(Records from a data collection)
:::

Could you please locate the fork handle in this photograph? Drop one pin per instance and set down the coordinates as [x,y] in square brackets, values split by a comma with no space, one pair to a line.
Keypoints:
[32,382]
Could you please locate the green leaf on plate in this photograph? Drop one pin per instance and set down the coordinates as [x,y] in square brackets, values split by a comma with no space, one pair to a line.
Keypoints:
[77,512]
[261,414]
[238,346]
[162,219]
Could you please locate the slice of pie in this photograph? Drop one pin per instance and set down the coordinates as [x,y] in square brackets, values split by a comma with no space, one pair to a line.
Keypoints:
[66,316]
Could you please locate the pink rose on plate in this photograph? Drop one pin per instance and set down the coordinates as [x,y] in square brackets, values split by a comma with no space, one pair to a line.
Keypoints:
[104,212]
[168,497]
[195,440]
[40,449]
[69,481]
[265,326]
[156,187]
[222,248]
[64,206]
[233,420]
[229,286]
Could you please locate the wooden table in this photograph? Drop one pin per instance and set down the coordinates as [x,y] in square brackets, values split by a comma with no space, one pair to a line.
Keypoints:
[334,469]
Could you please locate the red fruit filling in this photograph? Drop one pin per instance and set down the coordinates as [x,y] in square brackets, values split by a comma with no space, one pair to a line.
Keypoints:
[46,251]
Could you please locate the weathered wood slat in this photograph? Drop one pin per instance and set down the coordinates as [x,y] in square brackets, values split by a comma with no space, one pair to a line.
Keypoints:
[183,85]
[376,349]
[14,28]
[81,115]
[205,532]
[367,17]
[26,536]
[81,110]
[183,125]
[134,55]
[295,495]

:::

WORK INSTRUCTIONS: Recast the part of the listing from the line containing "Could you please locate the red" through the end of the listing as a JSON list of strings, one string per line. Leave out blank lines.

SOLUTION BELOW:
[
  "Could you please locate the red fruit filling in this photograph? Drop one pin per instance and set down the coordinates as [x,y] in square brackets, values split by a comma with no space, one pair to a line.",
  "Keypoints:",
  "[46,251]",
  "Could you please locate the weathered wood slat in this photograph? Drop one pin per instance and set down the coordinates as [x,y] in square brackets, values split by a comma with no space, one pair to a line.",
  "Keypoints:",
  "[183,85]",
  "[376,349]",
  "[14,28]",
  "[81,115]",
  "[205,532]",
  "[367,17]",
  "[26,536]",
  "[81,110]",
  "[183,125]",
  "[134,55]",
  "[295,495]"
]